INSTRUCTIONS FOR THE TASK
Without changing a character, return the entries, but not the images they hold.

[Data entries]
#####
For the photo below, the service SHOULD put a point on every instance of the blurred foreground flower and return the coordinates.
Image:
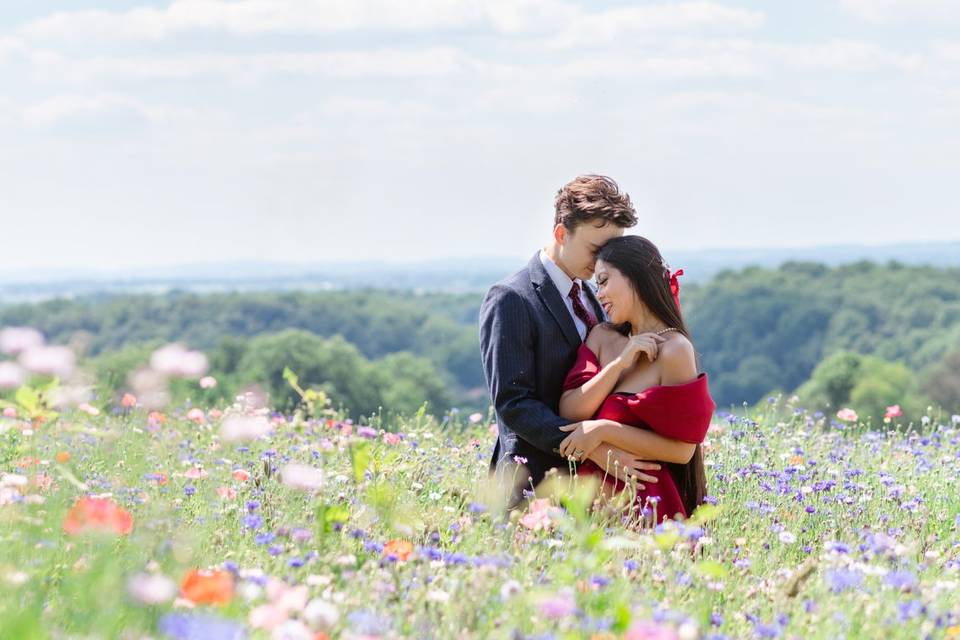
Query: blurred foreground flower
(151, 588)
(400, 549)
(892, 412)
(195, 626)
(650, 631)
(847, 415)
(12, 375)
(301, 476)
(99, 515)
(207, 587)
(539, 515)
(176, 361)
(16, 340)
(240, 428)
#####
RESULT FOR THIS TASK
For the photo below, the service SHOULD put a point on every instance of the blurred foreground flower and return the coordinates.
Image:
Query: blurred foreground flower
(151, 588)
(400, 549)
(892, 412)
(195, 626)
(650, 631)
(847, 415)
(12, 375)
(301, 476)
(99, 515)
(207, 587)
(539, 515)
(176, 361)
(16, 340)
(240, 428)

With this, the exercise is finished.